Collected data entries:
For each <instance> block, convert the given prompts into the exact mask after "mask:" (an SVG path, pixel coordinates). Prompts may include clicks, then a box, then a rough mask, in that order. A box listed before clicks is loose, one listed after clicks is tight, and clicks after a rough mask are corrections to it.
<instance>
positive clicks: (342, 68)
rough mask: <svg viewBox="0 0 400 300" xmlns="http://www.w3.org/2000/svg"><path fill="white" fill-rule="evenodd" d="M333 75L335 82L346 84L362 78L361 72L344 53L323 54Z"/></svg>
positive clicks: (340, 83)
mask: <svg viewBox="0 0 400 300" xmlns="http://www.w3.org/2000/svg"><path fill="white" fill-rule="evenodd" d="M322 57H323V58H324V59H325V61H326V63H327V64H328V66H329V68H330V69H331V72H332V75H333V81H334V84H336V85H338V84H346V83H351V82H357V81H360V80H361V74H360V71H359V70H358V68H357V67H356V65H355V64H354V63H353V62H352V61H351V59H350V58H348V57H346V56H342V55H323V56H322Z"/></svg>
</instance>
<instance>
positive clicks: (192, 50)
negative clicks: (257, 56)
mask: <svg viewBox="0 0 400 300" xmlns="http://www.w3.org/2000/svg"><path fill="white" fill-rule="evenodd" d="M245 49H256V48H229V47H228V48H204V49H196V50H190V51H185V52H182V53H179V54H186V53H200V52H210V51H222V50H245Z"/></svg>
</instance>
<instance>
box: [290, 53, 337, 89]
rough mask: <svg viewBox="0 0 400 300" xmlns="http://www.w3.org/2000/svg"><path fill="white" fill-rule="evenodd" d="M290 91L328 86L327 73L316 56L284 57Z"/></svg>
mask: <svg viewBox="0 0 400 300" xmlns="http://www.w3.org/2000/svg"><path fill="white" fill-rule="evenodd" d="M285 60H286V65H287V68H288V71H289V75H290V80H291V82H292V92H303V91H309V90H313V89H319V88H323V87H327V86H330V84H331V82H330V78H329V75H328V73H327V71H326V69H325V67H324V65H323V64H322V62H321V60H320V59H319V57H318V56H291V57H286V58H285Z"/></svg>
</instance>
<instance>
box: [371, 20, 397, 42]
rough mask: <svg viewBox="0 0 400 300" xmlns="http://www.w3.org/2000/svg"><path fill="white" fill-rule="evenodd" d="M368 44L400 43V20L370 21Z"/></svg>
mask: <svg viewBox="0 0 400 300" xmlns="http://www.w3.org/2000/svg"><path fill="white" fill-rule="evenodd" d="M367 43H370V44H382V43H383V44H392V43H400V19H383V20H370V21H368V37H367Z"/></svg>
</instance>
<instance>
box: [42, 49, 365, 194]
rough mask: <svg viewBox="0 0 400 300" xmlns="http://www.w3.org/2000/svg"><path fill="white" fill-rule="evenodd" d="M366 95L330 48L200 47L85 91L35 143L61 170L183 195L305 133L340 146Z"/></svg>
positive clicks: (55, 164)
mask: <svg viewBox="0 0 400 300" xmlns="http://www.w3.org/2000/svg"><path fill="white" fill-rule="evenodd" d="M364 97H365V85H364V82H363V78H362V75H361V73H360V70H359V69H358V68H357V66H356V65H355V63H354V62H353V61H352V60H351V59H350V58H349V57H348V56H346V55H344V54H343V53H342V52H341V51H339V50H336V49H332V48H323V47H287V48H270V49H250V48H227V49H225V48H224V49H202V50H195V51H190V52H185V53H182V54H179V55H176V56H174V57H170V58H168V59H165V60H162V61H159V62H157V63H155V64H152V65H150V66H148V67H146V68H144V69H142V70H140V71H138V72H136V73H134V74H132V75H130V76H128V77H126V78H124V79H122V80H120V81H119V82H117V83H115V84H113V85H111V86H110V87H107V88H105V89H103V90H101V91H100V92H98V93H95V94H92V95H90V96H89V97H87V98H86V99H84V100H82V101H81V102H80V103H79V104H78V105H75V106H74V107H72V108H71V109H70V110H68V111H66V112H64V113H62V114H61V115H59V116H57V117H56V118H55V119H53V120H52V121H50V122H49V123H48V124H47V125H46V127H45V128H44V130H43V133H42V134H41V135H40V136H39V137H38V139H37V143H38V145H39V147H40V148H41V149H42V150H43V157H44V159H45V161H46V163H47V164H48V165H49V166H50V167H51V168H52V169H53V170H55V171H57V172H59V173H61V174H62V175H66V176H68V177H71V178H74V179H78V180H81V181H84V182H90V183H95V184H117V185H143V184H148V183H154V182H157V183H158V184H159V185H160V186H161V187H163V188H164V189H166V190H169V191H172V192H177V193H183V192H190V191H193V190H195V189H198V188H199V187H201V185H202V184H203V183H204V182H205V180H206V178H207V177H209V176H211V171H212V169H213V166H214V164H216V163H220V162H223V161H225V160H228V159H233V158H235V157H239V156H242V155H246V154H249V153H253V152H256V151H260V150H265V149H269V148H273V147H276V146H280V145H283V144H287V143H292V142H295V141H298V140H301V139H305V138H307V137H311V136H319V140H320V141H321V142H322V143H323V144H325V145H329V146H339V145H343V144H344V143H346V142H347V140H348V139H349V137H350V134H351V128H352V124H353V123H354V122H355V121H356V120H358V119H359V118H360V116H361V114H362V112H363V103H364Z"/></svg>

### PROBLEM TO WORK ON
Copy each line of the entries exactly.

### SOLUTION FOR THIS PROBLEM
For each <instance> block, convert the given prompts into the exact mask after "mask:" (an SVG path, pixel coordinates). Prompts may include clicks, then a box, then a rough mask, in that order. A box listed before clicks is loose, one listed after clicks is tight, and clicks after a rough mask are corrections to it.
<instance>
positive clicks: (342, 68)
rough mask: <svg viewBox="0 0 400 300" xmlns="http://www.w3.org/2000/svg"><path fill="white" fill-rule="evenodd" d="M333 75L335 82L346 84L362 78L361 72L344 53L323 54Z"/></svg>
positive clicks: (340, 83)
mask: <svg viewBox="0 0 400 300" xmlns="http://www.w3.org/2000/svg"><path fill="white" fill-rule="evenodd" d="M322 57H323V58H324V59H325V61H326V63H327V64H328V66H329V68H330V69H331V72H332V75H333V81H334V84H336V85H338V84H346V83H351V82H357V81H360V80H361V74H360V71H359V70H358V68H357V67H356V65H355V64H354V63H353V62H352V61H351V59H350V58H348V57H346V56H342V55H323V56H322Z"/></svg>
</instance>
<instance>
positive clicks: (192, 50)
negative clicks: (257, 56)
mask: <svg viewBox="0 0 400 300" xmlns="http://www.w3.org/2000/svg"><path fill="white" fill-rule="evenodd" d="M245 49H256V48H229V47H228V48H204V49H196V50H190V51H185V52H182V53H179V54H186V53H200V52H210V51H222V50H245Z"/></svg>
</instance>
<instance>
box: [290, 53, 337, 89]
rough mask: <svg viewBox="0 0 400 300" xmlns="http://www.w3.org/2000/svg"><path fill="white" fill-rule="evenodd" d="M290 91L328 86L327 73L316 56L284 57Z"/></svg>
mask: <svg viewBox="0 0 400 300" xmlns="http://www.w3.org/2000/svg"><path fill="white" fill-rule="evenodd" d="M285 60H286V65H287V68H288V71H289V75H290V80H291V82H292V92H303V91H309V90H313V89H319V88H323V87H327V86H330V84H331V82H330V78H329V75H328V73H327V71H326V69H325V67H324V65H323V64H322V62H321V60H320V59H319V57H318V56H291V57H286V58H285Z"/></svg>
</instance>
<instance>
box: [371, 20, 397, 42]
rough mask: <svg viewBox="0 0 400 300" xmlns="http://www.w3.org/2000/svg"><path fill="white" fill-rule="evenodd" d="M368 44L400 43V20L370 21Z"/></svg>
mask: <svg viewBox="0 0 400 300" xmlns="http://www.w3.org/2000/svg"><path fill="white" fill-rule="evenodd" d="M367 43H370V44H382V43H383V44H392V43H400V19H383V20H370V21H368V37H367Z"/></svg>
</instance>
<instance>
box: [42, 49, 365, 194]
rough mask: <svg viewBox="0 0 400 300" xmlns="http://www.w3.org/2000/svg"><path fill="white" fill-rule="evenodd" d="M366 95L330 48L200 47L85 91L35 143L61 170L183 195L305 133L340 146Z"/></svg>
positive clicks: (55, 164)
mask: <svg viewBox="0 0 400 300" xmlns="http://www.w3.org/2000/svg"><path fill="white" fill-rule="evenodd" d="M364 97H365V85H364V82H363V78H362V75H361V73H360V70H359V69H358V68H357V66H356V65H355V63H354V62H353V61H352V60H351V59H350V58H349V57H348V56H346V55H344V54H343V53H342V52H341V51H339V50H336V49H332V48H323V47H287V48H270V49H250V48H227V49H225V48H224V49H202V50H195V51H190V52H185V53H182V54H179V55H176V56H174V57H170V58H168V59H165V60H162V61H159V62H157V63H155V64H152V65H150V66H148V67H146V68H144V69H142V70H140V71H138V72H136V73H134V74H132V75H130V76H128V77H126V78H124V79H122V80H120V81H119V82H117V83H115V84H113V85H111V86H110V87H107V88H105V89H103V90H101V91H100V92H98V93H95V94H92V95H90V96H89V97H87V98H86V99H84V100H82V101H81V102H80V103H79V104H78V105H75V106H74V107H72V108H71V109H70V110H68V111H66V112H64V113H62V114H61V115H59V116H57V117H56V118H55V119H53V120H52V121H50V122H49V123H48V124H47V125H46V127H45V128H44V130H43V133H42V134H41V135H40V136H39V137H38V139H37V143H38V145H39V147H40V148H41V149H42V150H43V157H44V159H45V161H46V163H47V164H48V165H49V166H50V167H51V168H52V169H53V170H55V171H57V172H59V173H61V174H62V175H66V176H68V177H71V178H74V179H78V180H81V181H84V182H90V183H95V184H117V185H143V184H148V183H154V182H157V183H158V184H159V185H160V186H161V187H163V188H164V189H166V190H169V191H172V192H177V193H183V192H190V191H193V190H195V189H198V188H199V187H201V185H202V184H203V183H204V182H205V180H206V178H207V177H209V176H211V171H212V169H213V166H214V164H216V163H220V162H223V161H225V160H228V159H233V158H235V157H239V156H242V155H246V154H249V153H253V152H256V151H260V150H265V149H269V148H273V147H276V146H280V145H283V144H287V143H292V142H295V141H298V140H301V139H305V138H307V137H311V136H319V140H320V141H321V142H322V143H323V144H325V145H329V146H339V145H343V144H344V143H346V142H347V140H348V139H349V137H350V134H351V128H352V124H353V123H354V122H355V121H356V120H358V119H359V118H360V116H361V114H362V112H363V103H364Z"/></svg>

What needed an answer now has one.